## start Excerpted data
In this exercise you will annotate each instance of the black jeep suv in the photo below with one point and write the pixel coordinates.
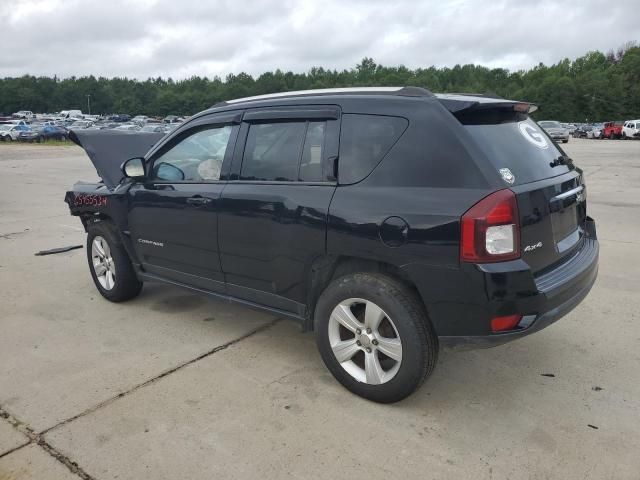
(391, 221)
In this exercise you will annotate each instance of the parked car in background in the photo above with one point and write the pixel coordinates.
(71, 114)
(631, 129)
(155, 128)
(80, 124)
(140, 120)
(555, 130)
(613, 130)
(596, 131)
(26, 114)
(10, 132)
(581, 131)
(119, 117)
(129, 127)
(42, 133)
(172, 119)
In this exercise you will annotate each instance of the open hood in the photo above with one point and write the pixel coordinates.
(108, 149)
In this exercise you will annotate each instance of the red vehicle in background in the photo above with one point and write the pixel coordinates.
(612, 130)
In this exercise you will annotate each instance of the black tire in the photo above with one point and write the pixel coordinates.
(418, 339)
(126, 284)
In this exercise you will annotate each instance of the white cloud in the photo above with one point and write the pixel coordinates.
(171, 38)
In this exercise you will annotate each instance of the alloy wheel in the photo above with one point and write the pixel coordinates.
(102, 262)
(365, 341)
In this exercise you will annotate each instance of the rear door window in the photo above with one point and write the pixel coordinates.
(284, 152)
(515, 142)
(364, 141)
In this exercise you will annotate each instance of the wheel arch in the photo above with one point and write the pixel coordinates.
(327, 268)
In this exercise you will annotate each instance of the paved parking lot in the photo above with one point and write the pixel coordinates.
(173, 385)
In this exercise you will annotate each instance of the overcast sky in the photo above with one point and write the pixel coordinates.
(181, 38)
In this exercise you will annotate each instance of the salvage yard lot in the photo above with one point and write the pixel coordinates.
(174, 385)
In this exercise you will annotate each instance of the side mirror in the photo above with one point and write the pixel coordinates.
(168, 173)
(134, 168)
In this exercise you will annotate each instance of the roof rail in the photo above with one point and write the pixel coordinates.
(400, 91)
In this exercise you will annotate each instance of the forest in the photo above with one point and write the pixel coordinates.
(594, 87)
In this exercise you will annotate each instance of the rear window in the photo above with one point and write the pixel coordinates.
(514, 141)
(364, 141)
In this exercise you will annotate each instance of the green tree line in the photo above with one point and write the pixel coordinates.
(597, 86)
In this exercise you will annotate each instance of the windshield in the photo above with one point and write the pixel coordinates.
(548, 124)
(515, 142)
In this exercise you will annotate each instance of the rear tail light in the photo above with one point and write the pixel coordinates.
(491, 229)
(509, 322)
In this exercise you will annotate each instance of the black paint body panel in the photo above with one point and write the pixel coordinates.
(264, 244)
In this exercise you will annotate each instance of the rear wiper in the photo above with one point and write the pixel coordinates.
(561, 160)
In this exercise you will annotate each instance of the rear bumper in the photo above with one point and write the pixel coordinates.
(537, 322)
(491, 290)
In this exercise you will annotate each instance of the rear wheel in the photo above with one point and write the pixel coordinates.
(109, 264)
(374, 336)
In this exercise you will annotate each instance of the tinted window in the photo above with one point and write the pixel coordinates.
(195, 158)
(312, 153)
(516, 142)
(284, 151)
(364, 141)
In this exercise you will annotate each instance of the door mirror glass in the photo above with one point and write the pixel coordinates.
(168, 172)
(134, 168)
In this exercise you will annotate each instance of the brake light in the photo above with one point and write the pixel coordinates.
(490, 230)
(508, 322)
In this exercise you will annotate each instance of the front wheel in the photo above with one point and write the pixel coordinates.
(374, 336)
(109, 264)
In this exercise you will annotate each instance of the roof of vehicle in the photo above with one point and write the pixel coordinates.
(454, 102)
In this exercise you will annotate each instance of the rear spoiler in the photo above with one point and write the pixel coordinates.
(458, 102)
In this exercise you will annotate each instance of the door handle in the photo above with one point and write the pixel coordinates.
(198, 200)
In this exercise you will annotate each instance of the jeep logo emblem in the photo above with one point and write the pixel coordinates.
(533, 135)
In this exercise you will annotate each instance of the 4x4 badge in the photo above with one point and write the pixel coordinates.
(507, 176)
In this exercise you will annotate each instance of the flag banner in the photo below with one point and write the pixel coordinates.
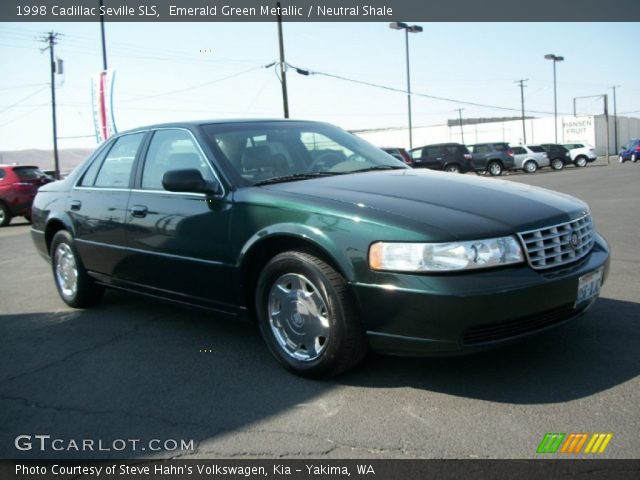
## end Excerpted data
- [Given exercise]
Gather every line of the records that contains the string "light", treating uppercase and lowercase as different.

- [Written reply]
In this exercise you will annotate each instance of the rear tail light in the photo above with one point and write the pixel coordinates.
In this exercise you will annotate each instance of the brake light in the photo above with one point and write the pixel coordinates.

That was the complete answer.